[[ Dataset, beginning ]]

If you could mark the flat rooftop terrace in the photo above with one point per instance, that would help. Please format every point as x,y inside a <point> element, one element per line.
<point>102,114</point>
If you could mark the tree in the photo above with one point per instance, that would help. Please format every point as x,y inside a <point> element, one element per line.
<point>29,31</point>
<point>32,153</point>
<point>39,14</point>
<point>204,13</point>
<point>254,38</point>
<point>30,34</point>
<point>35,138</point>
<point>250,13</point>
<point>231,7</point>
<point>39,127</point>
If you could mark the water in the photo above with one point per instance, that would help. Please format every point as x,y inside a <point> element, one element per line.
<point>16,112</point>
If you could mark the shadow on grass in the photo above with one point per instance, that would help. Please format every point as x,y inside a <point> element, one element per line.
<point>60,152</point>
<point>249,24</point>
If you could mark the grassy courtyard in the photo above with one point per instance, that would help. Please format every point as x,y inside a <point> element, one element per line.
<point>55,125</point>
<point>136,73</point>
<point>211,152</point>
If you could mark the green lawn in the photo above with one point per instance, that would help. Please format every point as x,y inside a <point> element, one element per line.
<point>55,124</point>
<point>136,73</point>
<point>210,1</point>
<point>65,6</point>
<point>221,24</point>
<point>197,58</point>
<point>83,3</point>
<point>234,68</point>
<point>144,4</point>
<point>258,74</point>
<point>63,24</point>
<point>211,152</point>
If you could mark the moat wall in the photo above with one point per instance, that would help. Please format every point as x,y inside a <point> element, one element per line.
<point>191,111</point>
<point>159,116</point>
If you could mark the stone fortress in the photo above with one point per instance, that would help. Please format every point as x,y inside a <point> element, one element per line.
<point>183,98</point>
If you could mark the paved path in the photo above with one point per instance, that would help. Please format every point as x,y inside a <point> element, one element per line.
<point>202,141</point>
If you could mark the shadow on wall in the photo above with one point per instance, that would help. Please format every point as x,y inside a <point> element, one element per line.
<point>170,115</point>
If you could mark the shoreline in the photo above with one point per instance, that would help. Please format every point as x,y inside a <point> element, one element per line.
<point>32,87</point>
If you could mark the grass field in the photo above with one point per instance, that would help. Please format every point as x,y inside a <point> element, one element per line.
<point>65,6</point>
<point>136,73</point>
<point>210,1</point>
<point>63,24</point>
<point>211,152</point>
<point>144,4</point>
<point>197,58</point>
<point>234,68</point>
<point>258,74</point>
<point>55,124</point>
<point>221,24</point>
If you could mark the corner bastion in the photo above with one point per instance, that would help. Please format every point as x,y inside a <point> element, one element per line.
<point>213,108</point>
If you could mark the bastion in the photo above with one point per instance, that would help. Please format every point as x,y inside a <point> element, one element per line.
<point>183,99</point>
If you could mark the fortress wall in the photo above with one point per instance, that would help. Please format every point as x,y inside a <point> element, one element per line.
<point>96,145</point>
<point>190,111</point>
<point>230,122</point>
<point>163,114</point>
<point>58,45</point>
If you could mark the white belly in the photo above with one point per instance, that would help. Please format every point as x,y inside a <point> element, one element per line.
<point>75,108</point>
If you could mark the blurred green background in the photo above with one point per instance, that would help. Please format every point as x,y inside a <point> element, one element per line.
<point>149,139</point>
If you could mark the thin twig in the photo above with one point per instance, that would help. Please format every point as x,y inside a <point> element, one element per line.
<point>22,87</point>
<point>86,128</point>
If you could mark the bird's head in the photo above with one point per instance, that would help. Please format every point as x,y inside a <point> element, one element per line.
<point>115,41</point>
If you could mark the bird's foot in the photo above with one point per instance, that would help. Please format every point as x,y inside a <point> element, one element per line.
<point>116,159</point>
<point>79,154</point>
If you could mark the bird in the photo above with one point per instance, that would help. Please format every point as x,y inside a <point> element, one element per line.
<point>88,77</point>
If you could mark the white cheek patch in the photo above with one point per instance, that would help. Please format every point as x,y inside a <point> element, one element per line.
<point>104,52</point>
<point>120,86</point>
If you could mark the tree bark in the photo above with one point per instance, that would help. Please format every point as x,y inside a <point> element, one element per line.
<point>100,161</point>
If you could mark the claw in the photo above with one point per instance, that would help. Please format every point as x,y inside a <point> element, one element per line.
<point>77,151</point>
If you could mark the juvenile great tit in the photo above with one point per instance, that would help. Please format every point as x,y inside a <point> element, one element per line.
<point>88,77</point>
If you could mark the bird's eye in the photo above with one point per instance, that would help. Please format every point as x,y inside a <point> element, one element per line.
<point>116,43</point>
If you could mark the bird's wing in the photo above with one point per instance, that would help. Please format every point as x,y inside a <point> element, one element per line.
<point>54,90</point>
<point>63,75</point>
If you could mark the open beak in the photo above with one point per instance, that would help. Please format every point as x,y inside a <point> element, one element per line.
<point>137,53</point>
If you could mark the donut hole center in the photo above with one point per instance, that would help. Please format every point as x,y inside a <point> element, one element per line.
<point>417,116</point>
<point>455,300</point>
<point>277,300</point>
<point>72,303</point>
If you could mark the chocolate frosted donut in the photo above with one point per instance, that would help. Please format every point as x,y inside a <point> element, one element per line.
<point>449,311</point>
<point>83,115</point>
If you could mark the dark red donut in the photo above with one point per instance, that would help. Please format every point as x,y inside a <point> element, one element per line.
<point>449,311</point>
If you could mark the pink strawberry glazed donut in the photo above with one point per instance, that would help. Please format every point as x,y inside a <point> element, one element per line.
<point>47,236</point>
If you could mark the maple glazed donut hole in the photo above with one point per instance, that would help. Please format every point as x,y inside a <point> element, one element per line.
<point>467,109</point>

[[ Dataset, end ]]

#### The task
Write out each line exactly, beginning at the one with "If you could mark the chocolate" and ending at the final line of the records above, with nothing added.

#### Your response
If you could mark the chocolate frosted donut in the photo above with one point per instance, that would help. Please format every point as x,y inside a <point> element, one element per line.
<point>449,311</point>
<point>83,115</point>
If you could mark the dark red donut in the photo above with one point per instance, that would help. Please format every point as x,y inside a <point> element, one element per line.
<point>449,311</point>
If you could mark the pink strawberry glazed donut in the photo above with one point per instance, that would help. Please format every point as x,y inside a <point> element, one element per line.
<point>47,236</point>
If you could mark the maple glazed donut hole in the photo above with one point per instance, that would help. Please format every point as x,y inside a <point> element, one element per line.
<point>467,109</point>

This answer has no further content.